§ **SUPPLIED PASSAGE**:
NETL researchers pitched top-ranked clean energy technologies to potential industry, investment and government prospectors and partners during the recent TechConnect World Innovation Conference and Expo, earning TechConnect National Innovation Awards for their teams.
NETL’s Dustin McIntyre and Andrew Bean participated in TechConnect’s Innovation Challenge, which the organizer states is the largest multi-sector commercialization program for emerging deep technologies.
McIntyre showcased the Lab’s winning miniaturized laser-induced breakdown spectroscopy (LIBS) harsh environment sensor, which identifies elemental compositions of solids and liquids in the field, in real-time — essential for producing the nation’s energy while protecting the environment. McIntyre developed the LIBS sensor with his colleagues Daniel Hartzler and Chet Bhatt.
“Because the LIBS sensor is field-deployable, it has many potential on-site applications,” said McIntyre. “This includes critical carbon storage monitoring applications to assure that carbon dioxide captured from industrial sources will be safely and permanently sequestered underground.”
Bean presented NETL’s winning Advanced Infrastructure Integrity Modeling (AIIM), which integrates big data, big data computing, and multiple machine-learning and advanced spatial models to evaluate energy infrastructure integrity, identify potential infrastructure hazards, and support infrastructure use and reuse planning. AIIM was developed through the efforts of a team of NETL researchers and scientists that
includes Lucy Romeo, Andrew Bean, Jennifer Bauer, Kelly Rose, Alec Dyer, Rodrigo Duran, Madison Wenzlick, Dakota Zaengle, Isabelle Pfander, Patrick Wingo, Jake Nelson, Thomas Martin, Michael Sabbatino and Chukwuemeka Okoli.

§ **GIVEN RECORDS**:
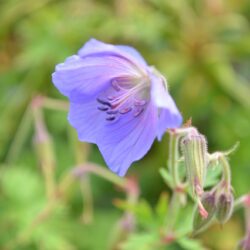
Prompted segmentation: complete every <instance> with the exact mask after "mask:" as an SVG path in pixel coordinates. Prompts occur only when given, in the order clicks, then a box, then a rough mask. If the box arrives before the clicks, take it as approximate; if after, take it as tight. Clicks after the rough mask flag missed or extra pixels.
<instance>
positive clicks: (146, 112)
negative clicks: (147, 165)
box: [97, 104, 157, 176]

§ **WORK REQUIRED**:
Write out the passage about NETL's TechConnect awards word for word, starting with "Bean presented NETL’s" and going on through "and Chukwuemeka Okoli.".

§ **TASK SOLUTION**:
Bean presented NETL’s winning Advanced Infrastructure Integrity Modeling (AIIM), which integrates big data, big data computing, and multiple machine-learning and advanced spatial models to evaluate energy infrastructure integrity, identify potential infrastructure hazards, and support infrastructure use and reuse planning. AIIM was developed through the efforts of a team of NETL researchers and scientists that
includes Lucy Romeo, Andrew Bean, Jennifer Bauer, Kelly Rose, Alec Dyer, Rodrigo Duran, Madison Wenzlick, Dakota Zaengle, Isabelle Pfander, Patrick Wingo, Jake Nelson, Thomas Martin, Michael Sabbatino and Chukwuemeka Okoli.